- BLOQUE DE TEXTO:
++++++

Romper el hielo; por Antonio Ortuño 640

Hace unos días estuve en la gélida Zacatecas, donde tuvo lugar el 4to Encuentro de Narrativa de esa ciudad (el Centro Histórico de Zacatecas es célebre por su arquitectura, sus museos y sus templos barrocos, y para visitarlo basta con ir vestido como John Snow, el guardián del Muro de Hielo del Norte en Juego de Tronos). Además de las mesas de debate y las presentaciones de libros que son características de este tipo de eventos (y hay que reconocer que el programa de éste resultó particularmente nutrido, variado y que el nivel de debate fue muy bueno), el encuentro tuvo una peculiaridad que me parece muy destacable: ofreció tres talleres para escritores (tanto formados como novatos) y para toda clase de interesados en la materia provenientes de los estados del Centro-Occidente del país, jóvenes en su mayoría. Un taller de periodismo narrativo (que impartió el regiomontano Diego Enrique Osorno), otro de novela (de la capitalina Brenda Lozano) y uno más de cuento (de un servidor, zapopano). Las respuestas a las respectivas convocatorias fueron muy buenas, tanto de locales como de foráneos, y los salones en los cuales tuvieron lugar los trabajos de los talleres se llenaron hasta la bandera.

++++++

- INFORMACIÓN EXTRAÍDA:

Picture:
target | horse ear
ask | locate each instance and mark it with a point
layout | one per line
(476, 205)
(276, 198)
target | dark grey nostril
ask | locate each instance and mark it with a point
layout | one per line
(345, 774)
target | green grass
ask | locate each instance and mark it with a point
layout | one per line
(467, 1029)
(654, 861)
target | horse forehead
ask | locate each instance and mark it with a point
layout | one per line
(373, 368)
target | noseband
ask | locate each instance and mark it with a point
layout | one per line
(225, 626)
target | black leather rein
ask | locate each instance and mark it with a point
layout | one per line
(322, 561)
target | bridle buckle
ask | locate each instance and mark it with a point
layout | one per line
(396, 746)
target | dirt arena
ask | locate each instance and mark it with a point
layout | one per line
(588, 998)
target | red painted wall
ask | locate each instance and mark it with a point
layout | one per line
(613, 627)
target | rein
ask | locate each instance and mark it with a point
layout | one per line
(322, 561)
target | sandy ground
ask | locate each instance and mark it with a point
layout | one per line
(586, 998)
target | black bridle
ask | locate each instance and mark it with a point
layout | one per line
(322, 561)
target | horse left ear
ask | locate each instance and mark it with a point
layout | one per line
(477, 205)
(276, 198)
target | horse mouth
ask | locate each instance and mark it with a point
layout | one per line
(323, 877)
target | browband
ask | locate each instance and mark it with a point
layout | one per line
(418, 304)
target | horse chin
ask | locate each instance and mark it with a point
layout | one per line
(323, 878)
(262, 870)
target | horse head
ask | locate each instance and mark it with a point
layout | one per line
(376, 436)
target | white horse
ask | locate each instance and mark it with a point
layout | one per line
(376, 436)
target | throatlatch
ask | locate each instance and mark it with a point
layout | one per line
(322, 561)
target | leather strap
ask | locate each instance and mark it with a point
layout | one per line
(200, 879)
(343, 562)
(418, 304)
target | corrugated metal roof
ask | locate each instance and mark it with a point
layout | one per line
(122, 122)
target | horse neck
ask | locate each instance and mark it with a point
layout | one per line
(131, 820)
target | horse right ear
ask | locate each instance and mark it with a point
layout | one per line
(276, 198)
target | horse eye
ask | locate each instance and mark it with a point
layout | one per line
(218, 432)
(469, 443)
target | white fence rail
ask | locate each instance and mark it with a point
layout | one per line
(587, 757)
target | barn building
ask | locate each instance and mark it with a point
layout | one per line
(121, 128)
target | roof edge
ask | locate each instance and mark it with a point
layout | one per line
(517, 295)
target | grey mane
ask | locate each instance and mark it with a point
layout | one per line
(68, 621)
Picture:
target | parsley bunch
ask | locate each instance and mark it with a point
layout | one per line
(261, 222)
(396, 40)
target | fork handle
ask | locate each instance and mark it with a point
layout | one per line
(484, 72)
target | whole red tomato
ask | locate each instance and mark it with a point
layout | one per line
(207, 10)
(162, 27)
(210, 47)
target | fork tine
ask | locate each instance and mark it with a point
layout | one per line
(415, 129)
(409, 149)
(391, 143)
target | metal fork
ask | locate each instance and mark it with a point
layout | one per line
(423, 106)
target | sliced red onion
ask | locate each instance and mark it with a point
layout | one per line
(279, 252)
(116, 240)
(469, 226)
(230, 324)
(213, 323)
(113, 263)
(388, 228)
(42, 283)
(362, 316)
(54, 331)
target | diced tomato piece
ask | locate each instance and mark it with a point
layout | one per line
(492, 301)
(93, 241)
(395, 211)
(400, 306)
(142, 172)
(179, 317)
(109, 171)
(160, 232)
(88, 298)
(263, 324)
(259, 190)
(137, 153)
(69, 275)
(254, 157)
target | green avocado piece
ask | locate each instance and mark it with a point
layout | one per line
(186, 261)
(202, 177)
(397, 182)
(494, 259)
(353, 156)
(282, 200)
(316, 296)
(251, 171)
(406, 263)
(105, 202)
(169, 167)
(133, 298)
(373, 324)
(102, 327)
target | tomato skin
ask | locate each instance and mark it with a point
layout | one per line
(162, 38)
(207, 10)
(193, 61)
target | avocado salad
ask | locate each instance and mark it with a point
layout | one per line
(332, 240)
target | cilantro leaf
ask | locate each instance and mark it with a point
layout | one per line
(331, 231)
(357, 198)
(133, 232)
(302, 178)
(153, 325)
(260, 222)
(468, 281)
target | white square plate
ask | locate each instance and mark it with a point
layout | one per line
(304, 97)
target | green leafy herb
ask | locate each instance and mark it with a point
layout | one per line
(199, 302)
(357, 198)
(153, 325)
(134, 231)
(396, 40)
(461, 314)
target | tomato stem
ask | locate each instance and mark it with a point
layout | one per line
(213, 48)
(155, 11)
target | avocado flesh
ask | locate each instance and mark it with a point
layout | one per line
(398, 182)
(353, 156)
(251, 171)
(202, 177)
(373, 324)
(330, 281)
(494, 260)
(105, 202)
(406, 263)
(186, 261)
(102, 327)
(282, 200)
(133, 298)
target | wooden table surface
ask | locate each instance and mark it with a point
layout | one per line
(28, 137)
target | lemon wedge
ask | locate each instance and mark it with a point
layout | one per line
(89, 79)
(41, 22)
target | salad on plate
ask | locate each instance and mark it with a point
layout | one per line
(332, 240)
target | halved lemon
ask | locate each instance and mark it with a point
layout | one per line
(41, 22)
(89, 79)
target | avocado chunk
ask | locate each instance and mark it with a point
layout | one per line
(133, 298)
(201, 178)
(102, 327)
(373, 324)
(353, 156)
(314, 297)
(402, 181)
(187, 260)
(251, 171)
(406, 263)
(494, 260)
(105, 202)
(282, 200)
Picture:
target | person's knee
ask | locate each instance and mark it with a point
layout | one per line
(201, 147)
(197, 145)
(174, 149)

++++++

- PROBLEMA PLANTEADO:
¿Puedes retomar la crónica sobre el encuentro de narrativa en Zacatecas justo después de su última oración? Los ítems no hacen falta aquí.

- RESULTADO ESPERADO:
Estamos habituados a que la relación de los autores que van a un evento de este tipo (encuentro, feria, festival o como se le quiera llamar), con los asistentes sea bastante vertical. Los escritores, pues, se suben a un estrado, peroran entre ellos y luego terminan de hablar y el público les aplaude. En la de buenas, se reservan los últimos minutos de cada sesión para preguntas del respetable, intervenciones que suelen resultar cortas y tropezadas por la prisa: para nadie es sencillo que el reflector le apunte a la cara unos segundos antes de que se acabe el tiempo y el escritor y sus pares se larguen a conocer las cantinas del área. El otro espacio de convivencia entre autores y público es, de plano, un terreno apto para puros fans, es decir, acercarse a los plumíferos cuando su intervención concluye y pedirles que nos firmen un ejemplar de su libro. Cosa que está bien, pues, pero no es, de ninguna manera, equivalente a un diálogo a fondo.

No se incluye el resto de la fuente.